▶ [WHAT IS EXPECTED] Each of the lines below must be written out exactly as shown.

── ENTRIES PROVIDED

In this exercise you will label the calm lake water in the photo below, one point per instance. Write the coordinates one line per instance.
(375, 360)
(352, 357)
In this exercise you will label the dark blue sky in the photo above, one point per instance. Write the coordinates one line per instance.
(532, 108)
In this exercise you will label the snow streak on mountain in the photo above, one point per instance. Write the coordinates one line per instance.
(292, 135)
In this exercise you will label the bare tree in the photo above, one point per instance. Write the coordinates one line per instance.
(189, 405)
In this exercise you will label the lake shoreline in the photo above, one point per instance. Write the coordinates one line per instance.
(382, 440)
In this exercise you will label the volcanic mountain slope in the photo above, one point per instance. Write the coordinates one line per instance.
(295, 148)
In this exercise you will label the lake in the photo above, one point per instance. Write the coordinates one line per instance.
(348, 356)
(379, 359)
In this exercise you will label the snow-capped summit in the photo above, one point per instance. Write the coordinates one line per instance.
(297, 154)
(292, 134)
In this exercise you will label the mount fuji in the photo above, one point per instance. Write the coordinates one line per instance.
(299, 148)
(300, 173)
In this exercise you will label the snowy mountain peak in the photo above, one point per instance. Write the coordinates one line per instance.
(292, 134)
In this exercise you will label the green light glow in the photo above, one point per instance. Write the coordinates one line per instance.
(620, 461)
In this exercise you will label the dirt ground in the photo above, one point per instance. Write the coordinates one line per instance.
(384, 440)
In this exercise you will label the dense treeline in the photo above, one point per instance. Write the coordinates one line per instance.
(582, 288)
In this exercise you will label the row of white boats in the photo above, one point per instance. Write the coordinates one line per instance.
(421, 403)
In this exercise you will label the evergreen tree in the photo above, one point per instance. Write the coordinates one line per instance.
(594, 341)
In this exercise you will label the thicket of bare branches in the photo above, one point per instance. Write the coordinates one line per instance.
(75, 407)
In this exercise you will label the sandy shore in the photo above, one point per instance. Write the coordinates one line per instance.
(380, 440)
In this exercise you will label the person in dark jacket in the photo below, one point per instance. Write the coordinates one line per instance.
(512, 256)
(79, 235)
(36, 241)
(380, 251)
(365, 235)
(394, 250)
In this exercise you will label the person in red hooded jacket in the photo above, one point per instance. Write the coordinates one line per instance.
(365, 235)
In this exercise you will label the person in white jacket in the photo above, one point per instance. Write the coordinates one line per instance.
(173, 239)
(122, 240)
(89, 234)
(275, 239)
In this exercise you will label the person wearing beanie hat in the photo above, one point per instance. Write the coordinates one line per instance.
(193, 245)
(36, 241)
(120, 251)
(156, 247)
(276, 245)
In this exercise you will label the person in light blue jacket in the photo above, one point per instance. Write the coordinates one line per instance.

────

▶ [ANSWER TO THIS TASK]
In this exercise you will label the calm lake water in the photo below, one point per instance. Write the coordinates one line per instance.
(375, 360)
(352, 357)
In this exercise you will label the dark blue sky in the photo above, one point per instance. Write the coordinates one line per instance.
(532, 108)
In this exercise you will label the snow streak on mountain in the photo above, one point per instance. Write the coordinates one line per instance.
(292, 135)
In this exercise you will label the bare tree in the photo above, one point per instance. Write the coordinates one line per instance.
(189, 405)
In this exercise you will label the lake shoreline in the photo above, one point per instance. Write the coordinates one line per instance.
(382, 440)
In this exercise you will label the volcanic mountain slope in the photo above, one point per instance. Write the coordinates one line per instance.
(295, 148)
In this exercise you will label the lake in the photo above, one point per instance. Write the coordinates one line per instance.
(348, 356)
(379, 359)
In this exercise you will label the snow-capped summit in the photo above, one point per instance. Write the coordinates one line per instance.
(297, 154)
(292, 134)
In this exercise you will label the mount fuji in the photo above, one point per instance. Write the coordinates one line per instance.
(299, 148)
(300, 173)
In this exercise you will label the snowy mountain peak in the photo above, one point per instance. Write the coordinates one line per instance.
(292, 134)
In this exercise you will label the green light glow in the photo above, one point per instance. Write the coordinates one line per instance.
(620, 461)
In this exercise you will label the dirt ground in the photo above, one point per instance. Write the coordinates one line per instance.
(384, 440)
In this exercise you will label the dense treeline in the photo above, one point per instance. Write the coordinates one line per instance.
(582, 288)
In this exercise you will label the row of white boats in the photo above, one point per instance. Write the coordinates one line per instance.
(421, 403)
In this exercise you will label the evergreen tree in the photo above, one point per instance. Write the coordinates one line per instance.
(594, 341)
In this exercise you will label the thicket of bare branches in the photo above, one point per instance. Write the coordinates one line per instance.
(75, 407)
In this exercise you will label the sandy shore in the photo above, one point per instance. Write the coordinates one line per instance.
(380, 440)
In this exercise you will label the person in dark jacket in the photo below, one point per instance. Write the coordinates one line per instance.
(512, 256)
(79, 235)
(36, 241)
(380, 251)
(365, 235)
(394, 250)
In this exercise you will label the person in red hooded jacket in the photo above, one point per instance. Write the coordinates one line per instance.
(365, 235)
In this exercise you will label the person in white jacket in the photo above, one point per instance. Write the coordinates one line per instance.
(173, 239)
(122, 240)
(89, 234)
(275, 239)
In this exercise you will label the person wearing beanie hat in the photo above, one point per instance. Write the coordinates one line per instance.
(193, 245)
(36, 241)
(120, 251)
(156, 247)
(276, 245)
In this exercise you will label the person in light blue jacket in the photo above, one point per instance. Write the coordinates one line per instance.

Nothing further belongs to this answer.